• **Exercise prompt**
Return every line of the rows below that contains the word "Provide".

--- BEGIN ---

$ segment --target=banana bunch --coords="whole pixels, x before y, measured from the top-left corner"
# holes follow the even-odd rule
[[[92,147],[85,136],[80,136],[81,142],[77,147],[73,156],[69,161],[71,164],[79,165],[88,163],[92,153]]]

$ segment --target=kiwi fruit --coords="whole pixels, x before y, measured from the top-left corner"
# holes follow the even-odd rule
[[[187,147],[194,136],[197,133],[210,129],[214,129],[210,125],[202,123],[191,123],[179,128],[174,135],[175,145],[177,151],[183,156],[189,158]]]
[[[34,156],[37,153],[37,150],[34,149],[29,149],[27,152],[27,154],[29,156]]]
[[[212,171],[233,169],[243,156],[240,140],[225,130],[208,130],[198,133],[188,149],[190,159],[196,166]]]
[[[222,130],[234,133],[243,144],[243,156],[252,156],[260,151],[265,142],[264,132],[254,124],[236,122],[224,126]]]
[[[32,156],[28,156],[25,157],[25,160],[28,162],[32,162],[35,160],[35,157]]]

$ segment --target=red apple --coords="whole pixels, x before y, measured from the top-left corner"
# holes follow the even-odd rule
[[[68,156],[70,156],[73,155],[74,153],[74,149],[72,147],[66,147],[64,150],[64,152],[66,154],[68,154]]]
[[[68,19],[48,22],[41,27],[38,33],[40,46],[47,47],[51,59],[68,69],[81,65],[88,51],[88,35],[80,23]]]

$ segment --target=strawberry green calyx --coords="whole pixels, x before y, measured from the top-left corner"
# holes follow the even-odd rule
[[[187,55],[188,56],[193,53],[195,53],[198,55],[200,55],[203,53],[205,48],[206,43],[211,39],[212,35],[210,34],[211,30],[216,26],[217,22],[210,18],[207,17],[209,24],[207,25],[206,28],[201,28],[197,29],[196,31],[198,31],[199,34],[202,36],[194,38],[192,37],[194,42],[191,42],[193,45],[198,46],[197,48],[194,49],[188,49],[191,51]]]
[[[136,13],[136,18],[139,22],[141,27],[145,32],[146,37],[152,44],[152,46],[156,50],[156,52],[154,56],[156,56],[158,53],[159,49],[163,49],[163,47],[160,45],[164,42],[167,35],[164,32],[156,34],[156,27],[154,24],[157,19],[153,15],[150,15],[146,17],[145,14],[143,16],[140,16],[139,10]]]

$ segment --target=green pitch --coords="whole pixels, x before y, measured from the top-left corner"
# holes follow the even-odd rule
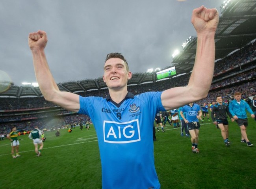
[[[165,78],[166,77],[169,77],[170,76],[172,76],[174,75],[176,75],[176,71],[174,70],[172,70],[171,72],[171,75],[169,75],[169,73],[168,71],[166,72],[163,72],[163,73],[160,73],[159,74],[157,74],[156,76],[157,77],[158,80],[160,80],[161,79],[163,79],[163,78]]]
[[[201,124],[199,154],[191,151],[189,138],[166,124],[156,132],[155,165],[161,189],[254,188],[256,180],[256,122],[249,118],[247,133],[254,146],[241,143],[240,130],[230,120],[231,146],[224,145],[211,121]],[[45,132],[42,156],[37,157],[28,135],[19,137],[20,157],[13,159],[9,140],[0,141],[2,189],[100,189],[99,152],[93,125],[69,133]]]

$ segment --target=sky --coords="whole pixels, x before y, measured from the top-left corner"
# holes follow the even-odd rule
[[[36,82],[28,39],[39,29],[47,35],[45,51],[57,83],[102,77],[113,52],[122,53],[134,73],[165,68],[174,51],[196,36],[193,9],[220,12],[223,1],[1,0],[0,81]]]

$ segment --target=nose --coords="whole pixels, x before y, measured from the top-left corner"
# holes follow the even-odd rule
[[[117,72],[115,71],[115,67],[113,67],[111,70],[111,73],[116,73]]]

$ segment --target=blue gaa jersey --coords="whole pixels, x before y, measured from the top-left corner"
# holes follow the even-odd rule
[[[198,122],[198,119],[197,117],[197,113],[201,110],[200,106],[196,104],[193,103],[192,107],[187,104],[182,107],[182,111],[186,112],[186,119],[190,123],[192,122]]]
[[[174,109],[171,110],[171,115],[173,116],[175,113],[177,113],[177,115],[178,114],[179,111],[178,110],[178,109]]]
[[[97,133],[102,188],[160,188],[152,125],[156,114],[166,111],[161,93],[128,93],[118,107],[109,98],[80,97],[78,113],[90,116]]]
[[[180,120],[183,119],[182,117],[180,115],[180,111],[182,111],[182,107],[180,107],[179,108],[179,109],[178,109],[178,112],[179,112],[179,117],[180,117]],[[184,112],[183,112],[183,115],[184,116],[184,117],[186,118],[186,113]]]

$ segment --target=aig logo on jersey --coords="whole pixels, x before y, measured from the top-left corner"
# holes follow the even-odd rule
[[[104,121],[103,132],[105,142],[130,143],[141,140],[137,119],[124,123]]]
[[[197,111],[191,111],[188,112],[188,115],[189,116],[196,116]]]

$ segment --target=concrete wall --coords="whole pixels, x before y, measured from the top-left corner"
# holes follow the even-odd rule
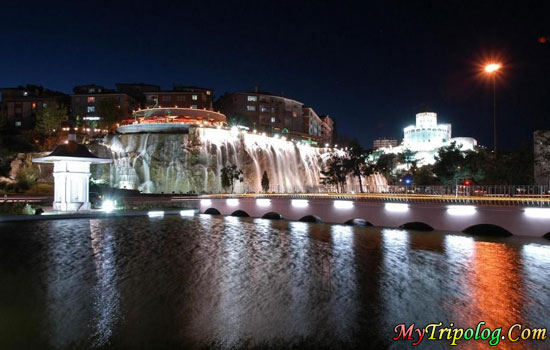
[[[383,202],[335,201],[332,199],[303,199],[293,202],[289,198],[213,198],[203,199],[200,212],[217,209],[222,215],[237,210],[251,217],[262,217],[275,212],[288,220],[300,220],[314,215],[327,223],[345,223],[363,219],[374,226],[399,227],[422,222],[440,231],[464,231],[474,225],[499,226],[514,235],[542,237],[550,232],[550,208],[532,209],[509,206],[457,207],[446,204],[402,204],[395,206]],[[302,207],[296,206],[302,204]],[[526,210],[527,209],[527,210]]]

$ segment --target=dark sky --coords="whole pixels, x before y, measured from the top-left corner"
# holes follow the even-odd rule
[[[13,1],[0,5],[0,85],[173,84],[292,97],[370,146],[423,106],[492,145],[480,64],[497,57],[502,148],[550,128],[549,1]]]

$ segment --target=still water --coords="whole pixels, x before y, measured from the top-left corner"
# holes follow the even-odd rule
[[[0,349],[408,348],[396,324],[550,328],[549,277],[548,242],[514,237],[208,215],[0,224]]]

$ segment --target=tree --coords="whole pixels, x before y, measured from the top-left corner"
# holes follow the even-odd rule
[[[238,169],[236,165],[226,165],[221,170],[221,182],[222,187],[231,189],[233,193],[233,188],[235,186],[235,181],[243,181],[243,171]]]
[[[464,163],[463,152],[452,142],[437,152],[433,172],[444,185],[454,185],[463,177]]]
[[[49,103],[36,112],[35,130],[45,136],[51,136],[54,130],[59,130],[61,123],[67,120],[67,107]]]
[[[102,98],[97,101],[97,114],[101,117],[99,126],[109,129],[120,122],[123,117],[122,110],[116,98]]]
[[[357,139],[352,140],[349,143],[349,151],[347,157],[344,158],[344,165],[346,170],[355,176],[359,180],[359,189],[363,193],[363,181],[361,179],[366,171],[366,150],[359,144]]]
[[[0,133],[4,133],[8,129],[8,115],[0,108]]]
[[[262,190],[267,193],[269,191],[269,178],[267,177],[267,171],[264,170],[262,175]]]
[[[326,161],[325,170],[321,170],[321,184],[336,185],[337,191],[343,192],[348,173],[345,157],[334,153]]]

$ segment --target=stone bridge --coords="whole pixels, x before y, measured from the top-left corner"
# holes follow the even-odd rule
[[[476,202],[473,202],[476,203]],[[549,236],[550,208],[437,201],[373,201],[338,197],[212,196],[201,213],[310,222],[399,227],[472,234]],[[533,204],[532,202],[530,203]]]

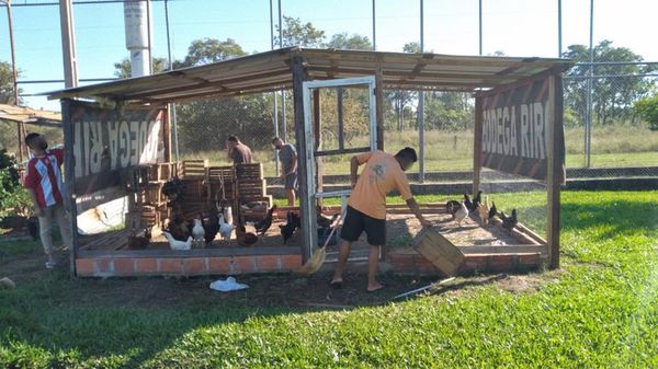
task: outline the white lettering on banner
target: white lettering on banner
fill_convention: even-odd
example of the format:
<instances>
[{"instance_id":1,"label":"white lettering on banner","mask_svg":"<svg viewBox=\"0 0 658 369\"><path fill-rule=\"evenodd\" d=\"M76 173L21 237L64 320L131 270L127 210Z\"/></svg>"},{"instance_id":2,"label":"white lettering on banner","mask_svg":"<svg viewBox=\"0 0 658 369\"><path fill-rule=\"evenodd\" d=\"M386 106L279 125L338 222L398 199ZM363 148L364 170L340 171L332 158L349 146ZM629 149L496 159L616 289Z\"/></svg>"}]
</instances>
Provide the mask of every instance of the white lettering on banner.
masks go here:
<instances>
[{"instance_id":1,"label":"white lettering on banner","mask_svg":"<svg viewBox=\"0 0 658 369\"><path fill-rule=\"evenodd\" d=\"M534 102L483 112L483 151L546 159L545 104Z\"/></svg>"},{"instance_id":2,"label":"white lettering on banner","mask_svg":"<svg viewBox=\"0 0 658 369\"><path fill-rule=\"evenodd\" d=\"M118 162L118 122L107 124L107 140L110 141L110 168L116 169Z\"/></svg>"},{"instance_id":3,"label":"white lettering on banner","mask_svg":"<svg viewBox=\"0 0 658 369\"><path fill-rule=\"evenodd\" d=\"M121 166L126 168L131 164L131 130L128 129L128 123L122 122L118 127L118 139L121 145Z\"/></svg>"},{"instance_id":4,"label":"white lettering on banner","mask_svg":"<svg viewBox=\"0 0 658 369\"><path fill-rule=\"evenodd\" d=\"M82 120L73 126L77 177L99 174L104 170L152 164L161 154L158 150L162 139L161 119Z\"/></svg>"}]
</instances>

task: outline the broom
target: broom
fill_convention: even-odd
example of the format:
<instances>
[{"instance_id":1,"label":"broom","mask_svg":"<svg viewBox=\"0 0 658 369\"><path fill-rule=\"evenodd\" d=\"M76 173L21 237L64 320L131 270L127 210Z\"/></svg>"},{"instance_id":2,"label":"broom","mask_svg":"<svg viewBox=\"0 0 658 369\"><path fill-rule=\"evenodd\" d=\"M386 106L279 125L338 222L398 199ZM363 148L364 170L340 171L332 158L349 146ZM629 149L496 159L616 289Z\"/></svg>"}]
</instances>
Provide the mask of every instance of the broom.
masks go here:
<instances>
[{"instance_id":1,"label":"broom","mask_svg":"<svg viewBox=\"0 0 658 369\"><path fill-rule=\"evenodd\" d=\"M331 232L327 237L327 240L325 240L325 244L320 249L318 249L318 251L316 251L315 254L313 254L313 256L306 262L306 264L302 265L302 267L297 269L297 273L309 276L311 274L316 274L320 269L320 267L322 267L325 258L327 257L327 245L329 244L329 241L331 240L331 237L333 235L333 232L336 232L336 229L338 228L338 224L340 223L342 218L343 215L340 215L340 217L338 217L333 221L333 228L331 228Z\"/></svg>"}]
</instances>

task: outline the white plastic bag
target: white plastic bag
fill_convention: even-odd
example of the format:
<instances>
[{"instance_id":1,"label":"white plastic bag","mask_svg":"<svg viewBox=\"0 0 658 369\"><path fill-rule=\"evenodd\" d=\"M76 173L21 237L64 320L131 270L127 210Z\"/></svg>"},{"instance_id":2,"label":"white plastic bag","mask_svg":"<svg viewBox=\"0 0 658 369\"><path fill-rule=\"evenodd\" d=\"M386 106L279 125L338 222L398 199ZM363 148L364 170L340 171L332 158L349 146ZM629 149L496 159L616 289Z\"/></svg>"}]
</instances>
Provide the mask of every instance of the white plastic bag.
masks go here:
<instances>
[{"instance_id":1,"label":"white plastic bag","mask_svg":"<svg viewBox=\"0 0 658 369\"><path fill-rule=\"evenodd\" d=\"M234 277L228 277L226 280L218 279L211 284L211 289L222 292L237 291L246 288L249 288L249 286L245 284L238 284Z\"/></svg>"}]
</instances>

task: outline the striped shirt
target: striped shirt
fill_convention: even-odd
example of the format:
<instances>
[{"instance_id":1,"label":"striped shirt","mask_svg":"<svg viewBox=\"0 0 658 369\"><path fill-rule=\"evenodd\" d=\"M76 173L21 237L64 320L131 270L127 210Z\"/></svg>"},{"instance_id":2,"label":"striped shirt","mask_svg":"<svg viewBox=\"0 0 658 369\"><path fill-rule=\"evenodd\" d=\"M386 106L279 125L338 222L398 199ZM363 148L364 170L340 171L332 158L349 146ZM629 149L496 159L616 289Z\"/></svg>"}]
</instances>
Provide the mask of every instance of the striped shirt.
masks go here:
<instances>
[{"instance_id":1,"label":"striped shirt","mask_svg":"<svg viewBox=\"0 0 658 369\"><path fill-rule=\"evenodd\" d=\"M23 186L36 193L36 204L46 208L63 204L61 163L64 150L47 150L43 157L32 158L25 168Z\"/></svg>"}]
</instances>

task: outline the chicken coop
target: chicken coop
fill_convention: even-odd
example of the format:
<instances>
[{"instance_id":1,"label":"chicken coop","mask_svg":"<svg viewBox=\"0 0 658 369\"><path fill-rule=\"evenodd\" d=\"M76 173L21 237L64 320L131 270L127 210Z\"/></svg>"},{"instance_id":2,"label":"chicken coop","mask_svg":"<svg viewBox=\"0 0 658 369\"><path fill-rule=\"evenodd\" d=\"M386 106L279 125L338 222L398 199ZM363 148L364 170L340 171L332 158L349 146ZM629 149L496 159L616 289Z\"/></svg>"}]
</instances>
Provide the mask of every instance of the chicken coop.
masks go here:
<instances>
[{"instance_id":1,"label":"chicken coop","mask_svg":"<svg viewBox=\"0 0 658 369\"><path fill-rule=\"evenodd\" d=\"M522 221L514 221L504 232L476 222L444 234L447 228L438 228L445 242L464 254L460 273L520 265L557 267L559 188L565 181L561 73L569 66L564 59L291 47L50 92L49 99L61 101L67 198L73 229L78 230L71 247L71 273L135 276L296 270L326 240L318 224L341 214L350 196L349 189L325 186L324 163L331 158L347 155L349 160L351 154L386 149L384 91L392 89L474 95L474 173L469 188L474 195L485 187L485 168L545 185L546 237ZM213 166L206 160L172 159L172 103L282 89L292 91L294 101L298 207L273 206L260 163ZM343 137L347 123L339 119L333 129L334 145L324 145L322 91L338 91L340 95L349 89L361 99L361 130L368 139L349 145ZM321 206L331 197L340 198L342 205ZM445 203L420 206L439 221L450 220ZM97 233L79 231L80 222L90 217L102 222L112 211L122 214L121 223ZM409 227L405 207L392 205L388 212L389 221L397 221L392 227L394 232L397 227ZM491 223L499 222L506 221L495 215ZM170 239L177 227L188 228L191 233L196 228L206 238L209 233L209 241L197 243L195 237L189 246L184 237ZM231 230L227 238L222 232L225 228ZM283 234L286 229L293 230L288 238ZM470 239L502 241L500 245L465 243L454 238L460 232L469 233ZM394 265L394 270L434 270L421 247L411 242L409 247L400 252L384 246L381 255ZM327 263L336 258L336 249L329 251ZM365 251L353 251L353 260L363 258Z\"/></svg>"}]
</instances>

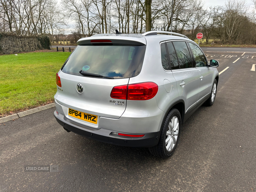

--- END ---

• **Task response**
Provide the mask of every instance of the white lettering on banner.
Provide the mask of every instance of the broom.
Provide the mask of every instance of the white plastic bag.
Provide the mask of every instance of the striped shirt.
Provide the mask of every instance of the chicken coop.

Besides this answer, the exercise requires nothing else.